Исходный отрывок:

◇ ◇ ◇

Когда мужчины страшатся труда или боятся праведной войны, — писал Теодор Рузвельт, — когда женщины страшатся материнства, они оказываются на краю пропасти; и да, они должны в таком случае исчезнуть с лица Земли, где становятся объектом справедливых насмешек со стороны всех мужчин и женщин, которые сами сильны и отважны[131].
Даже когда мужской и женский пол распределялись по разным сферам, их самые интимные отношения попадали под пристальное публичное внимание. Публичное проникало в частное как «биовласть», по определению Фуко, обозначение жизни как «политического объекта», в котором крайне нуждались и капитализм, и государство для «контролируемого включения тел в аппарат производства и через подгонку феноменов народонаселения к экономическим процессам»[132]. Секс лежал на пересечении двух осей: дисциплинирования тел и регулирования населения.
В дискурсе секуляризма гендерное разделение труда приписывалось биологии, но у него также был эволюционный аспект, связывавший цивилизационный прогресс, а следовательно, и прогресс белой расы, со специализированной функцией каждого пола. Так, французский социолог Эмиль Дюркгейм полагал, что половая и социальная дифференциация развивались одновременно. В далеком прошлом, отмечал он, социальные отношения основывались на сходстве. Различения между мужчиной и женщиной были едва заметны. Оба пола имели одни и те же размеры и выполняли одинаковые функции. Женщины, подобно самкам некоторых животных, гордились своей воинственной агрессивностью. Сексуальные отношения были случайными («механическими»), такой вещи, как супружеская верность, не существовало. Приход рациональности, выражавшийся в разделении труда, все это переменил. Дифференциация стала знаком цивилизации. Женщина «удалилась от военных и общественных дел, давно уже жизнь ее целиком сосредоточилась внутри семьи». В результате «две значительные функции психической жизни как бы диссоциировались», женщины стали специализироваться на женских «эмоциональных функциях», мужчины — на «интеллектуальных»[133]. Английский писатель Г. Уэллс откликнулся на эти темы, отметив, что «на протяжении долгого времени в человеческом развитии у эволюционных сил была тенденция к дифференциации. Взрослая белая женщина отличается от взрослого белого мужчины больше, чем чернокожая женщина или женщина-пигмей от соответствующих мужчин»[134]. В 1908 году Айван Блох заявил: «Очевидно … что вся цивилизация в целом — продукт физической и психической дифференциации полов»[135].

◇ ◇ ◇

Постановка задачи 1: Изложите в виде краткого списка абзац отрывка выше, начинающийся словами «В дискурсе секуляризма», сохранив его основные факты.
Постановка задачи 2: Перечислите всех лиц, чьи слова или взгляды приводятся в отрывке выше.
Постановка задачи 3:
Ответьте на вопросы по отрывку выше:
(a) Чего, согласно словам Рузвельта, страшатся женщины, оказывающиеся на краю пропасти?
(b) На пересечении каких двух осей, согласно отрывку, лежал секс?
(c) В каком году Айван Блох сделал свое заявление о цивилизации?

◇ ◇ ◇

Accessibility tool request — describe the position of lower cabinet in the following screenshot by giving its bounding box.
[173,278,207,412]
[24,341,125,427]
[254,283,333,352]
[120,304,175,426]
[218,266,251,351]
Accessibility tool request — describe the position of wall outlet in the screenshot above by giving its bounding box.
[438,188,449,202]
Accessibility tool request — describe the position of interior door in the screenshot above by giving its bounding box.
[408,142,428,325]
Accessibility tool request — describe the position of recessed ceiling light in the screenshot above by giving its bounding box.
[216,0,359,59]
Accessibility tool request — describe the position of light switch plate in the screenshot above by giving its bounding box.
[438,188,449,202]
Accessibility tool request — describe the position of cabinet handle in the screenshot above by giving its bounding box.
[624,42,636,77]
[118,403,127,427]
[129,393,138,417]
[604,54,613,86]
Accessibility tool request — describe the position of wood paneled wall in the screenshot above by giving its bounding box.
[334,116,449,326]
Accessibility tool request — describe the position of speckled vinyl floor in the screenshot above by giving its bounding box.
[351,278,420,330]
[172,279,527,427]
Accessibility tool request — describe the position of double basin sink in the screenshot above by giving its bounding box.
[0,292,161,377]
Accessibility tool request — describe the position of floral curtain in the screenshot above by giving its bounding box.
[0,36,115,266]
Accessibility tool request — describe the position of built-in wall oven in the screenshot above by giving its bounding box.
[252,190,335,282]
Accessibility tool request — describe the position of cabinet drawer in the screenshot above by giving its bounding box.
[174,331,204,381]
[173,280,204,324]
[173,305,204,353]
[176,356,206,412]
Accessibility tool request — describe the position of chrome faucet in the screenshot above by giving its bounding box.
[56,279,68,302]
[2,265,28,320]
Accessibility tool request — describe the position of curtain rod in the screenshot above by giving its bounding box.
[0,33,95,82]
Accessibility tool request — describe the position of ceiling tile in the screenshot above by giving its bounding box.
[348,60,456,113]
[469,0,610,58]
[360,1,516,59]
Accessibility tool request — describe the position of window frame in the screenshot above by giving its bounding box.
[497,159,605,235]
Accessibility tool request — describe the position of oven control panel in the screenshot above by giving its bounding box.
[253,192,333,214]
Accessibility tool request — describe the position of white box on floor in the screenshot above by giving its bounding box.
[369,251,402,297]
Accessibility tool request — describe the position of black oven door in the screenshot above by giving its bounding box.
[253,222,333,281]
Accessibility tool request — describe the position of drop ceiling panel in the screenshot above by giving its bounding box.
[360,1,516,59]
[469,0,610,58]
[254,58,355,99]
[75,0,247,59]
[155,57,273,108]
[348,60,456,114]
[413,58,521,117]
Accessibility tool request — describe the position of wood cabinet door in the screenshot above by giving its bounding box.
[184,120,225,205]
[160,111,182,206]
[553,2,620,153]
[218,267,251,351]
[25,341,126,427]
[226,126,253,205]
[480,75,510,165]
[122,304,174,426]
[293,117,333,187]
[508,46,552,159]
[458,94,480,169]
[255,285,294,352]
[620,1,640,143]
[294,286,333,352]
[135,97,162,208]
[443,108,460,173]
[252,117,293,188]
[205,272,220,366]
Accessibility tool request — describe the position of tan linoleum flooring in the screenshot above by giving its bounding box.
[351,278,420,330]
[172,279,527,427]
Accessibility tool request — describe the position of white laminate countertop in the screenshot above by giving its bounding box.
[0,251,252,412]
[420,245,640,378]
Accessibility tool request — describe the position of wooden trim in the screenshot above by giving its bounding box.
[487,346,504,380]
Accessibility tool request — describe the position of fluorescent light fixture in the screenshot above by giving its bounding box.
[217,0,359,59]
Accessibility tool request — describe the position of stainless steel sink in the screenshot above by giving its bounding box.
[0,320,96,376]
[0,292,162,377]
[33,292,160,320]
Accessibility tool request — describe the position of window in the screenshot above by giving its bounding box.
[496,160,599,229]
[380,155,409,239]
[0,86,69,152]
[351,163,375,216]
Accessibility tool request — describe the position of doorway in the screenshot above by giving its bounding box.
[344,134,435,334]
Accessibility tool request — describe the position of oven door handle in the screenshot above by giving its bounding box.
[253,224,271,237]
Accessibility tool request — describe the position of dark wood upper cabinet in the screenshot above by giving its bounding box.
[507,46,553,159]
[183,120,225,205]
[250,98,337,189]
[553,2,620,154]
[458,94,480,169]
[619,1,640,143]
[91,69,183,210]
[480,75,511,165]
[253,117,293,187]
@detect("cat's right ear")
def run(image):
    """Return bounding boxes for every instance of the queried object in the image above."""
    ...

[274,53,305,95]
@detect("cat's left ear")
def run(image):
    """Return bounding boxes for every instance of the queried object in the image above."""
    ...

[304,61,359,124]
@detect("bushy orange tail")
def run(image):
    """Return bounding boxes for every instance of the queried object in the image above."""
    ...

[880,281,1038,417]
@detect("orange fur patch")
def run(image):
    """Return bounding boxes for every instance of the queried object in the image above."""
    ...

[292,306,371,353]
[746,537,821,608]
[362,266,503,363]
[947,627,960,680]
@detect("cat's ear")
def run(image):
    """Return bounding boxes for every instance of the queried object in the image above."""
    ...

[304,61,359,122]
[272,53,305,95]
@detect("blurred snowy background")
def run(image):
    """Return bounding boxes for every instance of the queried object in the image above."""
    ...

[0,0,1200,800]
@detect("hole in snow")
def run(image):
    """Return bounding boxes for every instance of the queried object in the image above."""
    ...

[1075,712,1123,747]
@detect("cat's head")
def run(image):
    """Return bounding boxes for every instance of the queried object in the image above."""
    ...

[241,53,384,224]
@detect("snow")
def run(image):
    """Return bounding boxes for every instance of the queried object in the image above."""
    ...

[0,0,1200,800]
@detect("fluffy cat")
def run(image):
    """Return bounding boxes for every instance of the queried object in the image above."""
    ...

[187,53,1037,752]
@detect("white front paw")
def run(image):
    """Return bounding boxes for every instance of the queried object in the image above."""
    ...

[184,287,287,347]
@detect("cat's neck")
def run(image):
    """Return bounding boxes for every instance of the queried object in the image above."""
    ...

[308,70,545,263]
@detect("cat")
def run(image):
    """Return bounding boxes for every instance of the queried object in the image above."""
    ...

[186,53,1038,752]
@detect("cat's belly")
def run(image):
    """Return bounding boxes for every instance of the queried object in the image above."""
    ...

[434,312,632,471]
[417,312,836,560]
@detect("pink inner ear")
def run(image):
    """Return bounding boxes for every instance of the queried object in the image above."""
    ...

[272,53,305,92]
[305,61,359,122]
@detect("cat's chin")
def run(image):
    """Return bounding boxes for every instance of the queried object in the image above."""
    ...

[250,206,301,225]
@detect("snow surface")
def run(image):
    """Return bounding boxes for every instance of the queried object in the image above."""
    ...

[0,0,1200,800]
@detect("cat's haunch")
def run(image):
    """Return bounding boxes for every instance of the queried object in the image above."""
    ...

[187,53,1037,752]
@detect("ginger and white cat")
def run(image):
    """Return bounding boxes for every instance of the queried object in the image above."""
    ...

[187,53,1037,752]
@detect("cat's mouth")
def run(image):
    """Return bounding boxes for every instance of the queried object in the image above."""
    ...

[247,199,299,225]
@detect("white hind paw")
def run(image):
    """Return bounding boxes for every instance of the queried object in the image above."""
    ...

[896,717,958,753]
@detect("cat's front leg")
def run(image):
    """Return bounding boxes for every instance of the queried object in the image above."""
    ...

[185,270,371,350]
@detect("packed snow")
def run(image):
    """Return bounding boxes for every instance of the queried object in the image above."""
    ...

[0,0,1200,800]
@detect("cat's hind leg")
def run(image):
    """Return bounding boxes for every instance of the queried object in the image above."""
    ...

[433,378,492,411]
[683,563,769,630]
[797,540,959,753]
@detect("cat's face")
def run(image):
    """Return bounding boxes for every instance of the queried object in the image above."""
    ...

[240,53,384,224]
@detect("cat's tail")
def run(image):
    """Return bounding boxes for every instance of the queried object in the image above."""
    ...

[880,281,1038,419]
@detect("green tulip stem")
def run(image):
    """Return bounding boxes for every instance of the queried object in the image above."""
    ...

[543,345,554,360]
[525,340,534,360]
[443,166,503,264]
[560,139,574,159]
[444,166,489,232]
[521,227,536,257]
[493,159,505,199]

◇ ◇ ◇

Правильный ответ 1:
- В дискурсе секуляризма гендерное разделение труда приписывалось биологии. Кроме того, оно связывалось с цивилизационным прогрессом, а значит, и с прогрессом белой расы.
- Дюркгейм считал, что половая и социальная дифференциация развивались одновременно. В далеком прошлом полы почти не различались ни размерами, ни функциями, а женщины гордились воинственной агрессивностью. Сексуальные отношения были случайными, супружеской верности не существовало.
- С приходом разделения труда дифференциация стала знаком цивилизации. Жизнь женщины сосредоточилась внутри семьи, и она специализировалась на «эмоциональных функциях», а мужчина на «интеллектуальных».
- Уэллс указывал, что взрослая белая женщина отличается от взрослого белого мужчины больше, чем чернокожая женщина или женщина-пигмей от соответствующих мужчин.
- В 1908 году Блох заявил, что вся цивилизация является продуктом физической и психической дифференциации полов.

Правильный ответ 2:
- Теодор Рузвельт
- Фуко
- Эмиль Дюркгейм
- Г. Уэллс
- Айван Блох

Правильный ответ 3:
(a) Материнства.
(b) На пересечении дисциплинирования тел и регулирования населения.
(c) В 1908 году.